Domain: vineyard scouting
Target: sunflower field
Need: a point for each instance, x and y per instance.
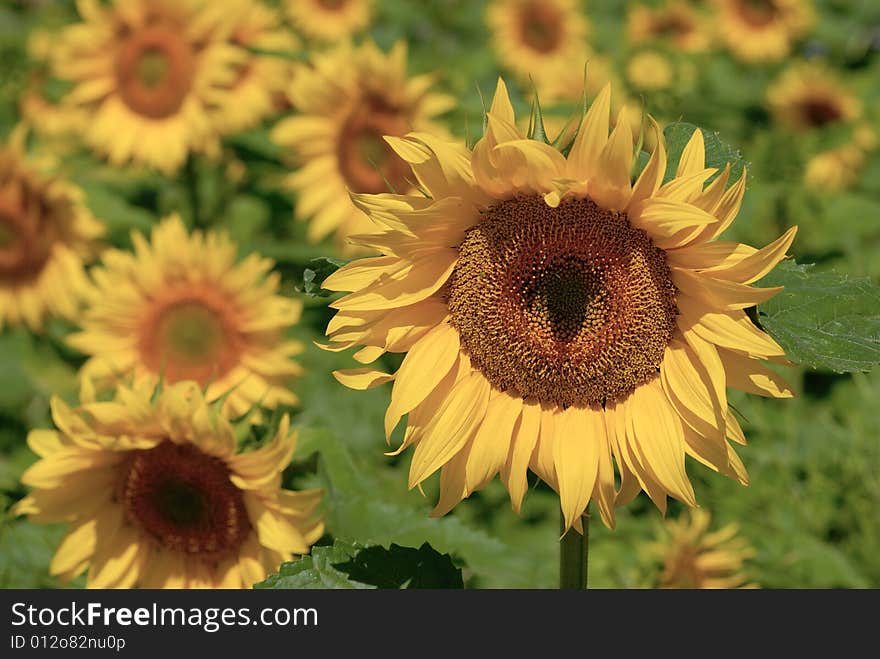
(441, 294)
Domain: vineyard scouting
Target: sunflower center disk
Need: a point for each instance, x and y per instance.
(567, 306)
(155, 70)
(184, 499)
(367, 163)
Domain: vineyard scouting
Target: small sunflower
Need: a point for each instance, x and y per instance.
(46, 235)
(348, 98)
(182, 308)
(809, 96)
(695, 558)
(762, 30)
(258, 88)
(329, 20)
(557, 316)
(145, 72)
(158, 496)
(677, 23)
(538, 38)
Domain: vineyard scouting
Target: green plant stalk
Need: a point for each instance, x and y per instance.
(574, 555)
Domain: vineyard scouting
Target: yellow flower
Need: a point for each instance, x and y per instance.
(809, 96)
(157, 495)
(538, 38)
(834, 170)
(258, 88)
(182, 308)
(46, 234)
(675, 22)
(694, 557)
(145, 71)
(649, 71)
(348, 98)
(762, 30)
(558, 317)
(329, 20)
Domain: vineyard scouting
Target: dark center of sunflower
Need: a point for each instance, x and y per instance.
(568, 305)
(190, 336)
(818, 112)
(367, 163)
(154, 71)
(541, 27)
(184, 500)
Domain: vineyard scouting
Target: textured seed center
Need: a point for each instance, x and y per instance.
(184, 499)
(568, 305)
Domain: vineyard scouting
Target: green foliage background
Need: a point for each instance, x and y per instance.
(811, 511)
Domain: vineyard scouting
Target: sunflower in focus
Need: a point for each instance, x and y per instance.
(47, 233)
(762, 30)
(677, 23)
(258, 88)
(182, 308)
(145, 71)
(810, 96)
(158, 496)
(347, 99)
(559, 317)
(538, 38)
(694, 557)
(329, 20)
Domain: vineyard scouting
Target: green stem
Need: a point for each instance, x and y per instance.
(574, 553)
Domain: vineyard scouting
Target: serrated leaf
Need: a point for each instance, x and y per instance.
(718, 152)
(823, 320)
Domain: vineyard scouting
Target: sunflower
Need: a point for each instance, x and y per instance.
(809, 96)
(762, 30)
(144, 71)
(181, 308)
(258, 89)
(348, 98)
(538, 38)
(158, 496)
(329, 20)
(557, 316)
(46, 235)
(693, 557)
(676, 23)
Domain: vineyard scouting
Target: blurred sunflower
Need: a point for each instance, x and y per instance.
(46, 235)
(809, 96)
(695, 558)
(677, 23)
(158, 496)
(538, 38)
(258, 88)
(329, 20)
(762, 30)
(557, 316)
(348, 98)
(181, 308)
(145, 72)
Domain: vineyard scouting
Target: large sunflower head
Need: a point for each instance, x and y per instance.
(692, 556)
(558, 316)
(348, 99)
(145, 71)
(329, 20)
(46, 234)
(677, 23)
(181, 307)
(535, 38)
(158, 495)
(809, 96)
(763, 30)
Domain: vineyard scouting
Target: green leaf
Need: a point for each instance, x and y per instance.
(718, 152)
(823, 320)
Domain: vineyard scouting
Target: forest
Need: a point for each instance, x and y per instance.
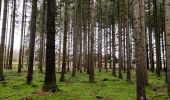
(84, 49)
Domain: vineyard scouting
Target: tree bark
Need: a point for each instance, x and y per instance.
(140, 47)
(3, 39)
(32, 42)
(50, 76)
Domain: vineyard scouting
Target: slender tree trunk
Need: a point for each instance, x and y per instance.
(91, 67)
(42, 37)
(128, 42)
(12, 37)
(151, 54)
(3, 39)
(62, 79)
(140, 47)
(157, 39)
(50, 77)
(167, 30)
(120, 39)
(21, 41)
(32, 42)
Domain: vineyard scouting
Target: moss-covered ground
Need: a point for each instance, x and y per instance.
(106, 87)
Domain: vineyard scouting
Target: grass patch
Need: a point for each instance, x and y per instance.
(106, 87)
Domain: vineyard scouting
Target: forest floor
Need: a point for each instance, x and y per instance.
(106, 87)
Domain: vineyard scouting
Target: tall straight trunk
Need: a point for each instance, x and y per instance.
(0, 6)
(12, 37)
(140, 48)
(42, 37)
(100, 39)
(62, 79)
(3, 39)
(23, 49)
(120, 39)
(80, 37)
(21, 40)
(128, 52)
(124, 46)
(157, 39)
(150, 40)
(6, 38)
(50, 75)
(85, 45)
(167, 30)
(75, 44)
(91, 67)
(32, 42)
(113, 50)
(59, 58)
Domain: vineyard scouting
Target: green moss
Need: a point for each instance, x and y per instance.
(106, 87)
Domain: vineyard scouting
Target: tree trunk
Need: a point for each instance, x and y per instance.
(140, 48)
(91, 67)
(32, 42)
(50, 76)
(62, 79)
(167, 31)
(42, 37)
(12, 37)
(21, 41)
(3, 39)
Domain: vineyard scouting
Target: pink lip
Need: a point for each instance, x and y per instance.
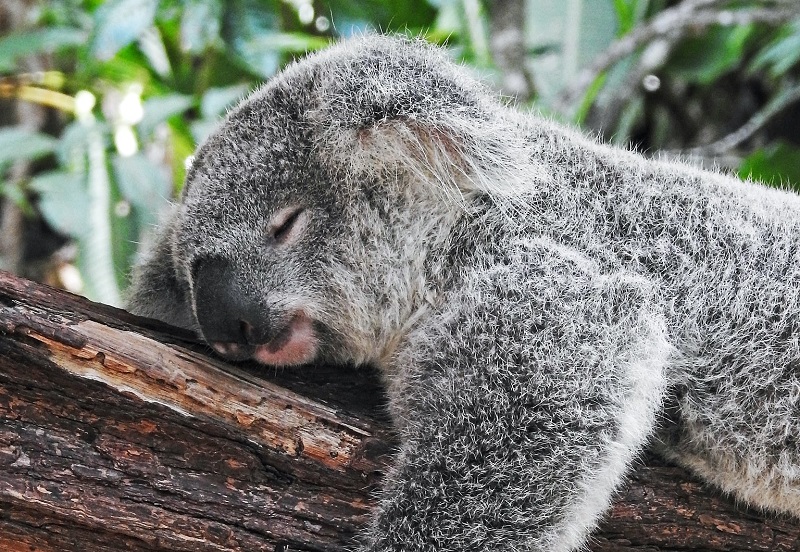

※ ※ ※

> [REQUIRED WORK] Report how many lines of the data contain the string "moss", counting only matches in the same case.

> [IN RESPONSE] 2